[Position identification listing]

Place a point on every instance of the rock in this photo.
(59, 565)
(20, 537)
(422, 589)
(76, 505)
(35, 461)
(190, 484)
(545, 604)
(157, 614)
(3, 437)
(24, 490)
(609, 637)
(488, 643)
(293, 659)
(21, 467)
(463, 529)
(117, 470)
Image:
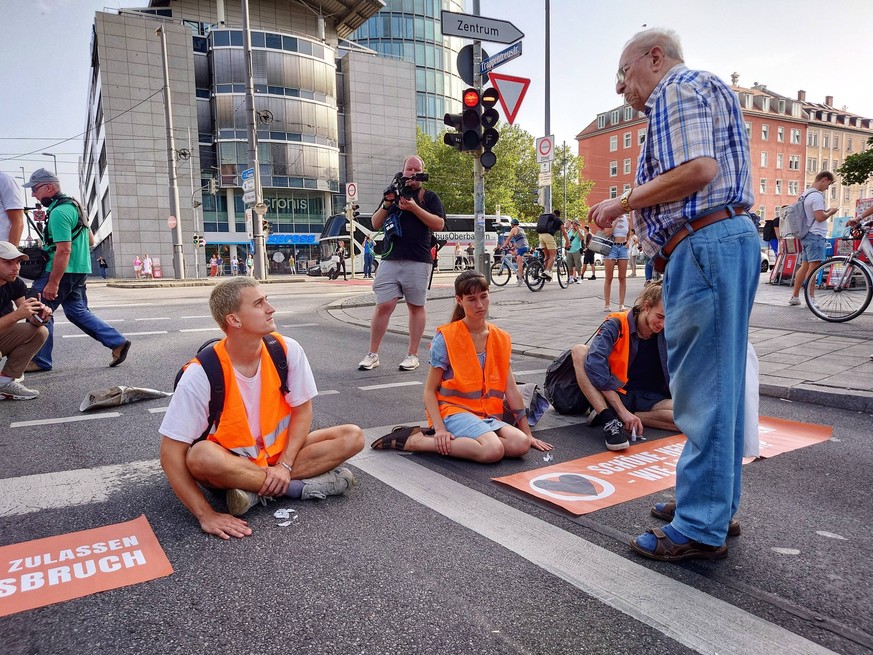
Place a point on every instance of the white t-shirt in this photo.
(813, 202)
(187, 415)
(10, 198)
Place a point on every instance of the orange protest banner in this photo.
(51, 570)
(591, 483)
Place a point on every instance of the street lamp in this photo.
(48, 154)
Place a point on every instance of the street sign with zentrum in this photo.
(479, 28)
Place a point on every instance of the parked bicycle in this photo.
(843, 284)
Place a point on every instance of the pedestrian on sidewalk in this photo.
(691, 199)
(278, 456)
(67, 241)
(465, 413)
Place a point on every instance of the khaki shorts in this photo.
(547, 241)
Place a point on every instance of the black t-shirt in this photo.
(9, 292)
(645, 372)
(415, 244)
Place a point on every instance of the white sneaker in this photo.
(410, 363)
(14, 390)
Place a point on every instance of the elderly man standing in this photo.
(690, 200)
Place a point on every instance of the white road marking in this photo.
(388, 386)
(64, 419)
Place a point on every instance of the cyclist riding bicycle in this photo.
(517, 240)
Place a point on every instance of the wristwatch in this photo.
(625, 201)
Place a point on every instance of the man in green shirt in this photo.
(67, 241)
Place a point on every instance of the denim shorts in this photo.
(814, 248)
(618, 251)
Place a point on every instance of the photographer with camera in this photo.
(409, 214)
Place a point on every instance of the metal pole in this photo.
(257, 219)
(547, 195)
(178, 257)
(478, 171)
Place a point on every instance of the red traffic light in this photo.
(471, 98)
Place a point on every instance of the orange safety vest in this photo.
(619, 358)
(474, 389)
(233, 431)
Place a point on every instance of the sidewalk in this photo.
(811, 361)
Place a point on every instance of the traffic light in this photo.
(489, 119)
(472, 120)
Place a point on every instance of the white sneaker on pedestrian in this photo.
(14, 390)
(410, 363)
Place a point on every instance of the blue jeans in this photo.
(71, 295)
(709, 287)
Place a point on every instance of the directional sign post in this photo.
(478, 27)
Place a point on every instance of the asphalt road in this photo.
(425, 554)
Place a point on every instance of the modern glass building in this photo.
(410, 30)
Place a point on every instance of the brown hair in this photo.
(466, 283)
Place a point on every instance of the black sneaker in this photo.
(616, 437)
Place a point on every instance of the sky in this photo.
(786, 44)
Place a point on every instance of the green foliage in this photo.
(510, 185)
(857, 168)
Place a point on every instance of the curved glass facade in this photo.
(410, 30)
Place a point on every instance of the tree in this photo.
(858, 168)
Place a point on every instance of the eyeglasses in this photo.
(621, 74)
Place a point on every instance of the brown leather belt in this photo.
(660, 260)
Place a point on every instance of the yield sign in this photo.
(511, 90)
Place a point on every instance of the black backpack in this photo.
(212, 367)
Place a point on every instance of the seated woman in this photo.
(465, 389)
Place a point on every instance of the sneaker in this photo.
(410, 363)
(14, 390)
(332, 483)
(240, 501)
(616, 439)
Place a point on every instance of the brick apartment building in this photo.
(790, 140)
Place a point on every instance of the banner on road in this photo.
(51, 570)
(584, 485)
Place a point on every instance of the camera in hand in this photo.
(400, 186)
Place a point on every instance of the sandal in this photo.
(666, 511)
(666, 550)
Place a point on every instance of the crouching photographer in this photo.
(409, 215)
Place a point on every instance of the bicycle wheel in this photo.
(843, 289)
(563, 273)
(500, 273)
(533, 276)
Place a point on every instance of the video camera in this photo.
(400, 186)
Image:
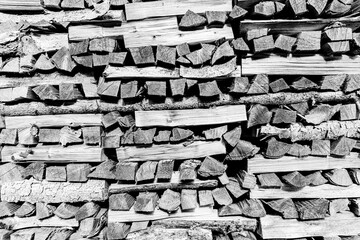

▶ Task prompt: Please lay out every line of the listing above as a numbered list, skipping blank lines and leaving out the pictures.

▶ Reply to the task:
1. Place a point on every instance of the rock in this photo.
2. (59, 565)
3. (20, 537)
4. (422, 589)
5. (76, 505)
6. (35, 461)
7. (190, 484)
8. (545, 604)
9. (157, 614)
10. (3, 437)
11. (24, 490)
12. (609, 637)
13. (488, 643)
14. (293, 659)
15. (21, 467)
16. (463, 529)
17. (117, 470)
18. Image:
19. Place a point on every instance of the white t-shirt in this photo.
20. (813, 202)
21. (187, 415)
22. (10, 198)
23. Place a point on every instance of the orange protest banner in this photo.
24. (51, 570)
25. (591, 483)
26. Place a point on every instance of the street lamp in this photo.
27. (48, 154)
28. Place a point on every instance of the street sign with zentrum in this photo.
29. (479, 28)
30. Place a point on every instance of the parked bicycle in this photo.
31. (843, 284)
32. Place a point on every instance of the pedestrian on sidewalk in this photo.
33. (691, 199)
34. (278, 456)
35. (67, 241)
36. (465, 413)
37. Place a point on every instance of the khaki shorts in this photo.
38. (547, 241)
39. Place a point on every instance of the black t-shirt in this photo.
40. (9, 292)
41. (645, 372)
42. (415, 244)
43. Place a point on every instance of the white sneaker in this photo.
44. (410, 363)
45. (14, 390)
46. Place a point on every instance of the elderly man standing in this photo.
47. (690, 200)
48. Place a point on every instance of the white road marking in this photo.
49. (388, 386)
50. (64, 419)
51. Place a point on every instance of the cyclist riding bicycle in this photo.
52. (517, 240)
53. Place a point on every instance of the wristwatch in this photo.
54. (625, 201)
55. Place a point on every instance of the man in green shirt in this photo.
56. (67, 241)
57. Place a point on every instance of the denim shorts in this photo.
58. (814, 248)
59. (618, 251)
60. Place a point on every instance of the photographer with camera in this photo.
61. (409, 214)
62. Place a point on every instance of the metal pole in this photo.
63. (257, 219)
64. (547, 195)
65. (178, 257)
66. (478, 171)
67. Place a point on every instance of the red traffic light in this photo.
68. (471, 98)
69. Place a point on every instance of the orange safety vest in this photo.
70. (619, 358)
71. (474, 389)
72. (233, 431)
73. Place a point on every instance of the sidewalk in this photo.
74. (811, 361)
75. Place a point on every instance of the traffic light in this photo.
76. (489, 119)
77. (472, 120)
78. Place a point on every instance of the white sneaker on pedestrian in this photo.
79. (14, 390)
80. (410, 363)
81. Place a point on every instance of the blue jeans in this photo.
82. (71, 295)
83. (709, 287)
84. Place a point on every instance of the directional sign post in this photo.
85. (478, 27)
86. Place a point on every instance of the asphalt road in this photo.
87. (425, 554)
88. Place a point on every instance of the modern glass building in this photo.
89. (410, 30)
90. Place a point on every instance of the brown hair in this photo.
91. (466, 283)
92. Place a point on every instance of the black sneaker in this photo.
93. (616, 437)
94. Place a point on every instance of the sky in this photo.
95. (786, 44)
96. Place a point on every instance of the green foliage in this photo.
97. (510, 185)
98. (857, 168)
99. Place a point on every instance of the curved glass facade in this photo.
100. (410, 30)
101. Place a point on every instance of the tree in this photo.
102. (858, 168)
103. Place a point on every instance of the eyeglasses in this photo.
104. (621, 74)
105. Place a point on every instance of the brown leather belt in this photo.
106. (660, 260)
107. Place a point on every instance of the yield sign in this photo.
108. (511, 90)
109. Place a point on every instance of the black backpack in this photo.
110. (212, 367)
111. Place a point on every instance of the seated woman in this photo.
112. (465, 389)
113. Place a point on every instance of the sneaker in this photo.
114. (410, 363)
115. (14, 390)
116. (332, 483)
117. (240, 501)
118. (616, 439)
119. Place a point on every instance of the brick apartment building in this photo.
120. (790, 140)
121. Place a point on every instance of the banner on road in this photo.
122. (51, 570)
123. (584, 485)
124. Place a point on every instance of the camera in hand in this photo.
125. (400, 186)
126. Place a point on every instance of the sandal in this photo.
127. (666, 511)
128. (666, 550)
129. Place a point on every instance of the crouching photographer in this photo.
130. (409, 215)
131. Place a point on every instance of the bicycle wheel in this photo.
132. (843, 289)
133. (563, 273)
134. (500, 273)
135. (533, 276)
136. Place a point on every instance of the video camera in this photo.
137. (400, 186)
138. Image:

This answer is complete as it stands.